The records below need retyping in full; give them again exactly.

--- BEGIN ---

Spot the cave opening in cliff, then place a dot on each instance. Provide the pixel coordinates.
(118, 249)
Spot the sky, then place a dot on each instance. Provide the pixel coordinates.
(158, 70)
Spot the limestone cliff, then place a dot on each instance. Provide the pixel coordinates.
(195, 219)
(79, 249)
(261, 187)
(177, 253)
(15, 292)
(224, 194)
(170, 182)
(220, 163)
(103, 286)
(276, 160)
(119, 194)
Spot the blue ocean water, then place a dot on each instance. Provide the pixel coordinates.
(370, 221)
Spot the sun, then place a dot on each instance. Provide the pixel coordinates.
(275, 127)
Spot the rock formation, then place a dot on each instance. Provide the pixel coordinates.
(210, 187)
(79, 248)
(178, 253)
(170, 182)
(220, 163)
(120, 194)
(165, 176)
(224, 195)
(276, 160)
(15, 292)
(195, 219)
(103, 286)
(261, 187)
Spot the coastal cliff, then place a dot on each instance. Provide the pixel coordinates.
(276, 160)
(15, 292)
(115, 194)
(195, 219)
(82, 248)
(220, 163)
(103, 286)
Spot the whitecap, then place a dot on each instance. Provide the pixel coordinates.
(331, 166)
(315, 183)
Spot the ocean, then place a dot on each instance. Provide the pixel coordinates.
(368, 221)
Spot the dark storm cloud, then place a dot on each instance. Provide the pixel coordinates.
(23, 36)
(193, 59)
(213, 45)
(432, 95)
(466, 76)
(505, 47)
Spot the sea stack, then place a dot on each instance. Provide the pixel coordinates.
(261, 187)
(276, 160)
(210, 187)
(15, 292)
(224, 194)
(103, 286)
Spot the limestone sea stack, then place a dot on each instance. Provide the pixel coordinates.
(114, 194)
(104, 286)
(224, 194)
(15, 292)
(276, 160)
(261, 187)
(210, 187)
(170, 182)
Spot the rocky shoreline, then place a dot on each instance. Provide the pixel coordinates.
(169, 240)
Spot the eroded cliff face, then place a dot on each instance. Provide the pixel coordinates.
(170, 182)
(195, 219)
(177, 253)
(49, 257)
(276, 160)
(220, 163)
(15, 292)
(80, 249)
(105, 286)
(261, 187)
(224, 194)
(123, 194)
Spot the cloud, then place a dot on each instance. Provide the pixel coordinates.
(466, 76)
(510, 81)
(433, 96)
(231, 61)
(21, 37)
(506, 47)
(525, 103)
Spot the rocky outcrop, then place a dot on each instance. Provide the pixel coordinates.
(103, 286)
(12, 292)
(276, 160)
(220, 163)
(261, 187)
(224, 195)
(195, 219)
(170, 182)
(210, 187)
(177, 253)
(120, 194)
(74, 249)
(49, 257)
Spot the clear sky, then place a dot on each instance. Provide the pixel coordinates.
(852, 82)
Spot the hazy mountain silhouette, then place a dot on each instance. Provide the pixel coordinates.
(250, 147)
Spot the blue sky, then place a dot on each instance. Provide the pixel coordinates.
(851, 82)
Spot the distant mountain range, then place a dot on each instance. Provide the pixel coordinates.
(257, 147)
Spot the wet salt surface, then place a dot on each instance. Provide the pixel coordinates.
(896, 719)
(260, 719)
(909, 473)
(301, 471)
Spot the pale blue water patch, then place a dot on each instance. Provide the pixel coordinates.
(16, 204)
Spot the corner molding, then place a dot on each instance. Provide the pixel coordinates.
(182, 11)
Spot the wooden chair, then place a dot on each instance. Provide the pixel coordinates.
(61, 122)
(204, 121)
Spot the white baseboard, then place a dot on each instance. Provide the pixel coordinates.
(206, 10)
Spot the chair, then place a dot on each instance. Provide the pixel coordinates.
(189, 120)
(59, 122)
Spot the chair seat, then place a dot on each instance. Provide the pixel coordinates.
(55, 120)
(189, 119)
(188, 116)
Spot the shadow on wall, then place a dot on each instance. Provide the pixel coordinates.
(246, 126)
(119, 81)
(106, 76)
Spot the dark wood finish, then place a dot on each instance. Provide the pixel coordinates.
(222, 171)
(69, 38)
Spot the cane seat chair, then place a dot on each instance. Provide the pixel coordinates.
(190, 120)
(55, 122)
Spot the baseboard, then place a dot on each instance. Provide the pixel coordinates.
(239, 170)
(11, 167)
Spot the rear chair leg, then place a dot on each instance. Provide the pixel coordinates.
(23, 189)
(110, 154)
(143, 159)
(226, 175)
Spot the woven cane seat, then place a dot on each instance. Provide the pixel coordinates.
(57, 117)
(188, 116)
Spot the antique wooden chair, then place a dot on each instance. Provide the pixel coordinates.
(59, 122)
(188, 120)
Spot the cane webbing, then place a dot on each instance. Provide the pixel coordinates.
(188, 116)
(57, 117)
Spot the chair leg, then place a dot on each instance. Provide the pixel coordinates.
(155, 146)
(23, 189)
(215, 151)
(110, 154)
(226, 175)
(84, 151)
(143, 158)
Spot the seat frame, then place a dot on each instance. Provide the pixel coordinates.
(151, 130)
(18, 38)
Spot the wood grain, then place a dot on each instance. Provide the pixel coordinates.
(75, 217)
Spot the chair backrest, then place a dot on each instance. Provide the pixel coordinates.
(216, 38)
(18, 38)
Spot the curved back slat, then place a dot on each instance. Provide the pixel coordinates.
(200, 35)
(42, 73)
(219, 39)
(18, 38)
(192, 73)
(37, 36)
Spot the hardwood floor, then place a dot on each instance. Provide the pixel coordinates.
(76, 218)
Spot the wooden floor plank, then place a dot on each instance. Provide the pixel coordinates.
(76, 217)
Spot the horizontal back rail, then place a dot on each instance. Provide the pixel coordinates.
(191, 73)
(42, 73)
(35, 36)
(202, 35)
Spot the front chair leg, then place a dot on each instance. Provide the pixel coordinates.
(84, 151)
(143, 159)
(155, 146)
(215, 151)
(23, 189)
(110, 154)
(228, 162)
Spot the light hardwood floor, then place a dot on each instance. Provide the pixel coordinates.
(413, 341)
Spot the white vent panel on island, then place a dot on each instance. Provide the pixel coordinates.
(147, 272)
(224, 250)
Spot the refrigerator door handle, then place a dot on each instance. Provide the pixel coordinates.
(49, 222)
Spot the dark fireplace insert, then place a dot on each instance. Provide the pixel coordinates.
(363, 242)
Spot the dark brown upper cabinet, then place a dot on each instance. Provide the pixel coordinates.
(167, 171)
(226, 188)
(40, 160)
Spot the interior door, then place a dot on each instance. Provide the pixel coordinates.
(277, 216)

--- END ---

Full output |
Spot the cave opening in cliff, then place a dot on each instance. Provide the pixel coordinates.
(118, 249)
Spot the sky, then place a dot on each instance. Provide the pixel coordinates.
(158, 70)
Spot the limestone cliff, then place a dot on each instance. Provide the pixel coordinates.
(195, 219)
(79, 249)
(261, 187)
(177, 253)
(15, 292)
(224, 194)
(170, 182)
(220, 163)
(103, 286)
(276, 160)
(119, 194)
Spot the blue ocean water, then place a dot on each instance. Provide the pixel coordinates.
(370, 221)
Spot the sun, then place a dot on each instance. Provide the pixel coordinates.
(275, 127)
Spot the rock formation, then place a dot on each instance. Provide the pixel coordinates.
(210, 187)
(79, 248)
(178, 253)
(170, 182)
(220, 163)
(120, 194)
(165, 176)
(224, 195)
(276, 160)
(15, 292)
(195, 219)
(103, 286)
(261, 187)
Spot the coastal cliff, then place a dot on each instance. Provide the pixel coordinates.
(276, 160)
(15, 292)
(115, 194)
(195, 219)
(82, 248)
(220, 163)
(103, 286)
Spot the whitecap, then place a dot on each instance. Provide the pixel coordinates.
(331, 166)
(315, 183)
Spot the ocean, then place a dot on each instance. Provide the pixel coordinates.
(368, 221)
Spot the dark storm cloud, then place a dot on each instance. Provide the pixel coordinates.
(23, 36)
(193, 59)
(213, 45)
(432, 95)
(466, 76)
(505, 47)
Spot the sea stack, then place a dot on each instance. Provide the pixel coordinates.
(261, 187)
(276, 160)
(210, 187)
(15, 292)
(224, 194)
(103, 286)
Spot the limestone sea stack, then place a dot on each instance. Provide the pixel coordinates.
(114, 194)
(104, 286)
(224, 194)
(15, 292)
(276, 160)
(261, 187)
(210, 187)
(170, 182)
Spot the rocky shoreline, then place a dot on each instance. Provide the pixel coordinates.
(169, 240)
Spot the eroded cliff face, then place a dot on each instance. Provide the pixel coordinates.
(170, 182)
(195, 219)
(177, 253)
(49, 257)
(276, 160)
(220, 163)
(15, 292)
(80, 249)
(105, 286)
(261, 187)
(224, 194)
(123, 194)
Spot the cloud, then place a dot on each instance. Provide the pixel coordinates.
(466, 76)
(510, 81)
(433, 96)
(231, 61)
(21, 37)
(506, 47)
(525, 103)
Spot the rocky outcrop, then place a dot on each instance. Provide the pixel coordinates.
(103, 286)
(12, 292)
(276, 160)
(220, 163)
(261, 187)
(224, 195)
(195, 219)
(170, 182)
(210, 187)
(177, 253)
(120, 194)
(74, 249)
(49, 257)
Spot the clear sky, then place a dot on each instance. Provide the pixel coordinates.
(852, 82)
Spot the hazy mountain silhouette, then place a dot on each instance. Provide the pixel coordinates.
(250, 147)
Spot the blue sky, then place a dot on each instance. Provide the pixel coordinates.
(851, 82)
Spot the distant mountain range, then place a dot on each instance. Provide the pixel coordinates.
(257, 147)
Spot the wet salt surface, then place a dot on each instance. Provide the pixel coordinates.
(896, 719)
(260, 719)
(909, 473)
(301, 471)
Spot the pale blue water patch, then place a dot on each instance. Provide the pixel coordinates.
(16, 204)
Spot the corner molding, then place a dot on each instance. Provide the pixel coordinates.
(182, 11)
Spot the wooden chair, then place a dot on each instance. Provide the pixel coordinates.
(61, 122)
(204, 121)
Spot the white baseboard, then place a dot on each instance. Provide the pixel coordinates.
(206, 10)
Spot the chair, then place a dot on each instance. Provide the pixel coordinates.
(189, 120)
(59, 122)
Spot the chair seat, then place a dot on each instance. Provide the pixel coordinates.
(55, 120)
(189, 119)
(188, 116)
Spot the shadow on wall, then place a dot on each instance. Provide the pixel coordinates.
(246, 126)
(119, 81)
(106, 76)
Spot the dark wood finish, then place a dot on each instance. Provide the pixel coordinates.
(222, 171)
(69, 38)
Spot the cane seat chair, then place a dot on each instance. Provide the pixel coordinates.
(190, 120)
(55, 122)
Spot the baseboard, then place a dot on each instance. Provide the pixel coordinates.
(239, 170)
(11, 167)
Spot the rear chair leg, then place a dot on each instance. Provide the pixel coordinates.
(23, 189)
(110, 154)
(143, 159)
(226, 175)
Spot the woven cane seat, then place a dot on each instance. Provide the pixel coordinates.
(57, 117)
(188, 116)
Spot the antique wooden chair, then place a dot on each instance. Provide the pixel coordinates.
(59, 122)
(188, 120)
Spot the cane webbing, then place a dot on each instance. Provide the pixel coordinates.
(188, 116)
(57, 117)
Spot the chair leg, then place a dot on each instance. Provide the pixel coordinates.
(155, 146)
(23, 189)
(215, 151)
(110, 154)
(226, 175)
(84, 151)
(143, 158)
Spot the seat frame, then place a dot on each instance. Provide the pixel coordinates.
(151, 130)
(18, 38)
Spot the wood grain, then place a dot on each instance. Provide the pixel coordinates.
(75, 217)
Spot the chair backrest, then place a dot on each instance. Provide the pixel coordinates.
(216, 38)
(18, 38)
Spot the curved back slat, then place a dot on each instance. Provide the pixel coordinates.
(200, 35)
(42, 73)
(219, 39)
(18, 38)
(192, 73)
(37, 36)
Spot the hardwood floor, then place a dot on each instance. Provide the pixel coordinates.
(76, 218)
Spot the wooden floor plank, then place a dot on each instance. Provide the pixel coordinates.
(76, 217)
Spot the horizontal back rail, then place a dot on each instance. Provide the pixel coordinates.
(191, 73)
(42, 73)
(35, 36)
(202, 35)
Spot the front chair leg, then place a dot on each instance. Provide the pixel coordinates.
(84, 151)
(143, 159)
(155, 146)
(215, 151)
(23, 189)
(110, 154)
(228, 162)
Spot the light hardwood floor, then place a dot on each instance. Provide the pixel coordinates.
(413, 341)
Spot the white vent panel on island, then place a dot on each instance. Provide the pixel coordinates.
(147, 272)
(224, 250)
Spot the refrigerator door handle, then place a dot on each instance. Provide the pixel coordinates.
(49, 222)
Spot the dark fireplace insert, then place a dot on each instance. Provide the pixel coordinates.
(363, 242)
Spot the dark brown upper cabinet, then place a dot on each instance. Provide the pixel coordinates.
(167, 171)
(226, 188)
(40, 160)
Spot the interior door, then place a dot on each instance. Provide the pixel coordinates.
(277, 216)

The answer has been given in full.